[begin Provided text]

Interference figure. A pattern of light and shadow and bands of interference colors produced on the back lens of the objective in the petrographic microscope by the use of the accessory convergent lens in the condenser. The figure can be viewed as projected on the back lens surface or with the Bertrand lens. The interference figure provides data concerning the crystal structure and the spread of the optic axes. With the gypsum plate or quartz wedge accessories, the optic sign of the mineral can be determined.

Isometric. The crystallographic or optical property of a substance of having three crystallographic axes of equal length at mutual right angles. An isometric mineral has no birefringence unless it has been distorted or subjected to stress.

Isotropic. The property of being crystallographically the same in all directions. Includes isometric and amorphous.

Laitance. A layer of weak material containing cement, calcium hydroxide, and aggregate fines brought to the surface of concrete by bleed water. The amount is increased by a high water-cement ratio, overworking, or improper finishing (see ACI 116).

Lapping. The process of producing a smooth surface by grinding away projecting portions.

Limestone. A common sedimentary rock mainly composed of the mineral calcite, CaCO3. Includes the lithified chemically deposited benthonic (deep water, bottom) type as well as the indurated collections of shells and fragments of shells. Usually restricted to meaning only oceanic rocks but can include the fresh water limestone, travertine, as well. May be restricted to rocks mainly composed of calcite, but is sometimes used to include the other carbonate rocks, especially dolostones.

Lithology. Rock type, including mineralogy, structure-intrinsic parting, fissibility, and grain size.

[end Provided text]
[begin Stored rows]

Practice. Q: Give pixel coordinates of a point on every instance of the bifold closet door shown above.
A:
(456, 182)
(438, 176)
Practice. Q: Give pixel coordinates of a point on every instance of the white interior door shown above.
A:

[end Stored rows]

Task description:
Copy out the petrography glossary word for word, in full. You won't need the lines for this.

Exercise output:
Interference figure. A pattern of light and shadow and bands of interference colors produced on the back lens of the objective in the petrographic microscope by the use of the accessory convergent lens in the condenser. The figure can be viewed as projected on the back lens surface or with the Bertrand lens. The interference figure provides data concerning the crystal structure and the spread of the optic axes. With the gypsum plate or quartz wedge accessories, the optic sign of the mineral can be determined.

Isometric. The crystallographic or optical property of a substance of having three crystallographic axes of equal length at mutual right angles. An isometric mineral has no birefringence unless it has been distorted or subjected to stress.

Isotropic. The property of being crystallographically the same in all directions. Includes isometric and amorphous.

Laitance. A layer of weak material containing cement, calcium hydroxide, and aggregate fines brought to the surface of concrete by bleed water. The amount is increased by a high water-cement ratio, overworking, or improper finishing (see ACI 116).

Lapping. The process of producing a smooth surface by grinding away projecting portions.

Limestone. A common sedimentary rock mainly composed of the mineral calcite, CaCO3. Includes the lithified chemically deposited benthonic (deep water, bottom) type as well as the indurated collections of shells and fragments of shells. Usually restricted to meaning only oceanic rocks but can include the fresh water limestone, travertine, as well. May be restricted to rocks mainly composed of calcite, but is sometimes used to include the other carbonate rocks, especially dolostones.

Lithology. Rock type, including mineralogy, structure-intrinsic parting, fissibility, and grain size.